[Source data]
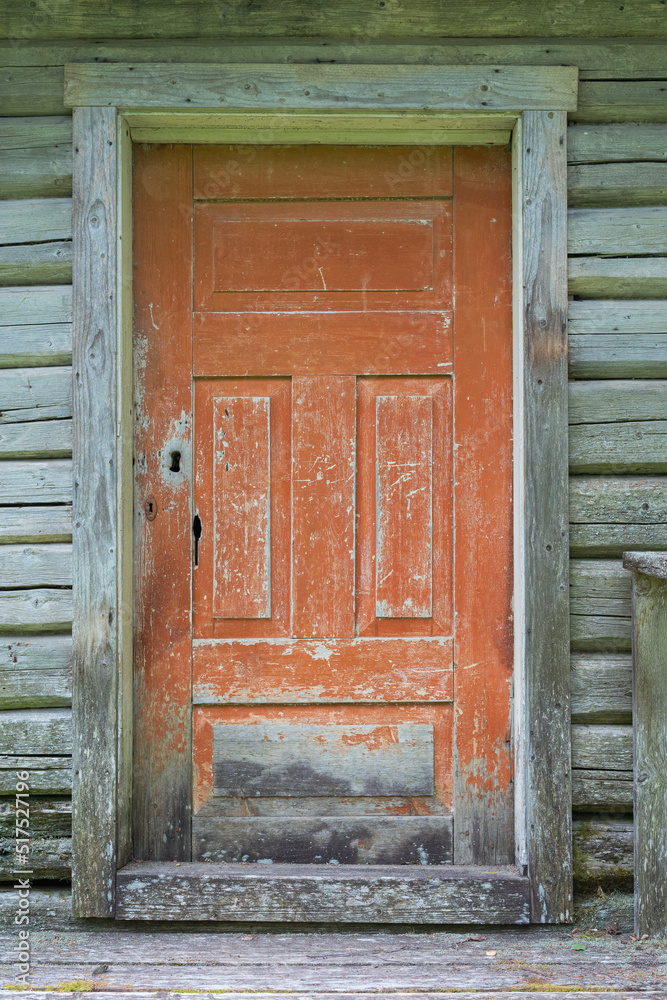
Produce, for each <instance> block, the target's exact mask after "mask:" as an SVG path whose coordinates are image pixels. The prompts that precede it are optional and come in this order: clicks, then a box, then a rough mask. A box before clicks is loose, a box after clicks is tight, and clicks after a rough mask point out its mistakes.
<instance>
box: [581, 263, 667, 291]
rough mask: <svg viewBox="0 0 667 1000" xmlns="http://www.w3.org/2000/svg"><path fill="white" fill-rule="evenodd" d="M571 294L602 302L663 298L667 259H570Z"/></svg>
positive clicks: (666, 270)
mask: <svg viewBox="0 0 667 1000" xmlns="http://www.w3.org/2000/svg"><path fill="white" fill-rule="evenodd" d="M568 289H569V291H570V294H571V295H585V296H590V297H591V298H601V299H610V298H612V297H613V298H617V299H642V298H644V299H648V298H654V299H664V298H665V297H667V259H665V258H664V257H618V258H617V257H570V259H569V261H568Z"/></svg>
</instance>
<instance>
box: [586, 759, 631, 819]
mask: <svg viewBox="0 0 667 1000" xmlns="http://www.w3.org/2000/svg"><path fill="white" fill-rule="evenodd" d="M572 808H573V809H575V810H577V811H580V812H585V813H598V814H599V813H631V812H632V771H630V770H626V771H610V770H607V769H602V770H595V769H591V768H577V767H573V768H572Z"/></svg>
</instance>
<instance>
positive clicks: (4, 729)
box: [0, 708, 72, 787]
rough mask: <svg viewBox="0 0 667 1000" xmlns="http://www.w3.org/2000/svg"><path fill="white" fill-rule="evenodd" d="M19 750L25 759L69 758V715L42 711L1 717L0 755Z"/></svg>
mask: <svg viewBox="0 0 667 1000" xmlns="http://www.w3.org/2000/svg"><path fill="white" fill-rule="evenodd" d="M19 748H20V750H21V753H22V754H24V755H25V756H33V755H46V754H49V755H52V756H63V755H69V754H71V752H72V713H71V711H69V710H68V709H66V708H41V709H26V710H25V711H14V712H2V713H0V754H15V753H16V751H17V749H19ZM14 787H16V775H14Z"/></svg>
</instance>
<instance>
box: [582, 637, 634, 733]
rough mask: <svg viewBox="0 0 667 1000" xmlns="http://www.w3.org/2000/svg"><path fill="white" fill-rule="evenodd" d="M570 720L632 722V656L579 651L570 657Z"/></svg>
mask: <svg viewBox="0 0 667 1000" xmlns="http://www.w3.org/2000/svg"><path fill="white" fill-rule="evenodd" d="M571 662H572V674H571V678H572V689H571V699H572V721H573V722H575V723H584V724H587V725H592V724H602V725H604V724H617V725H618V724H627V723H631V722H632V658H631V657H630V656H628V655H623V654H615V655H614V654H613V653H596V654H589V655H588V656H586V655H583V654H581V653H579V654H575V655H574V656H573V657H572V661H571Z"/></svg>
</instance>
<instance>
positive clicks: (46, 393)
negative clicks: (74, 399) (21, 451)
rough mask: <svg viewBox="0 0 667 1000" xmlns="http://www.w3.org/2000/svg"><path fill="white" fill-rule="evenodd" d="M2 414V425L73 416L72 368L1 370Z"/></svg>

What the task asks: Once the pictures are removed, print all the remaining data exactly as it stands.

Final answer:
Produce, for each <instance> block, the target's exact mask after "mask:" as an SVG path whose coordinates are image pixels. The prompts that precede it are optional and come in this order: clicks, then a box, then a rough mask. A box before clicks is loose, a box after clicks is tight, and clicks after a rough mask point out its mistakes.
<instance>
box: [581, 263, 667, 291]
rough mask: <svg viewBox="0 0 667 1000" xmlns="http://www.w3.org/2000/svg"><path fill="white" fill-rule="evenodd" d="M571 294L602 302L663 298L667 259H570Z"/></svg>
positive clicks: (666, 270)
mask: <svg viewBox="0 0 667 1000" xmlns="http://www.w3.org/2000/svg"><path fill="white" fill-rule="evenodd" d="M568 289H569V291H570V294H571V295H585V296H590V297H591V298H601V299H610V298H612V297H613V298H617V299H642V298H644V299H648V298H654V299H664V298H665V297H667V259H665V258H664V257H618V258H617V257H570V259H569V261H568Z"/></svg>
</instance>
<instance>
box: [586, 759, 631, 819]
mask: <svg viewBox="0 0 667 1000" xmlns="http://www.w3.org/2000/svg"><path fill="white" fill-rule="evenodd" d="M572 808H573V809H575V810H577V811H580V812H585V813H598V814H599V813H631V812H632V771H630V770H626V771H610V770H607V769H602V770H595V769H591V768H577V767H573V768H572Z"/></svg>
</instance>
<instance>
positive clicks: (4, 729)
box: [0, 708, 72, 787]
rough mask: <svg viewBox="0 0 667 1000" xmlns="http://www.w3.org/2000/svg"><path fill="white" fill-rule="evenodd" d="M19 750L25 759L69 758V715L42 711L1 717L0 755Z"/></svg>
mask: <svg viewBox="0 0 667 1000" xmlns="http://www.w3.org/2000/svg"><path fill="white" fill-rule="evenodd" d="M19 748H20V750H21V753H22V754H24V755H25V756H33V755H46V754H49V755H52V756H63V755H69V754H71V752H72V713H71V711H69V710H68V709H66V708H41V709H26V710H25V711H14V712H2V713H0V754H15V753H16V751H17V749H19ZM14 787H16V775H14Z"/></svg>
</instance>
<instance>
box: [582, 637, 634, 733]
rough mask: <svg viewBox="0 0 667 1000" xmlns="http://www.w3.org/2000/svg"><path fill="white" fill-rule="evenodd" d="M570 720L632 722V656L579 651L570 657Z"/></svg>
mask: <svg viewBox="0 0 667 1000" xmlns="http://www.w3.org/2000/svg"><path fill="white" fill-rule="evenodd" d="M571 662H572V674H571V678H572V689H571V699H572V721H573V722H575V723H584V724H587V725H592V724H602V725H604V724H617V725H618V724H627V723H631V722H632V658H631V657H630V656H628V655H623V654H615V655H614V654H613V653H596V654H589V655H588V656H586V655H583V654H581V653H579V654H575V655H574V656H573V657H572V661H571Z"/></svg>
</instance>
<instance>
positive clicks: (46, 393)
negative clicks: (74, 399) (21, 451)
rough mask: <svg viewBox="0 0 667 1000" xmlns="http://www.w3.org/2000/svg"><path fill="white" fill-rule="evenodd" d="M2 414V425L73 416L72 368L1 370Z"/></svg>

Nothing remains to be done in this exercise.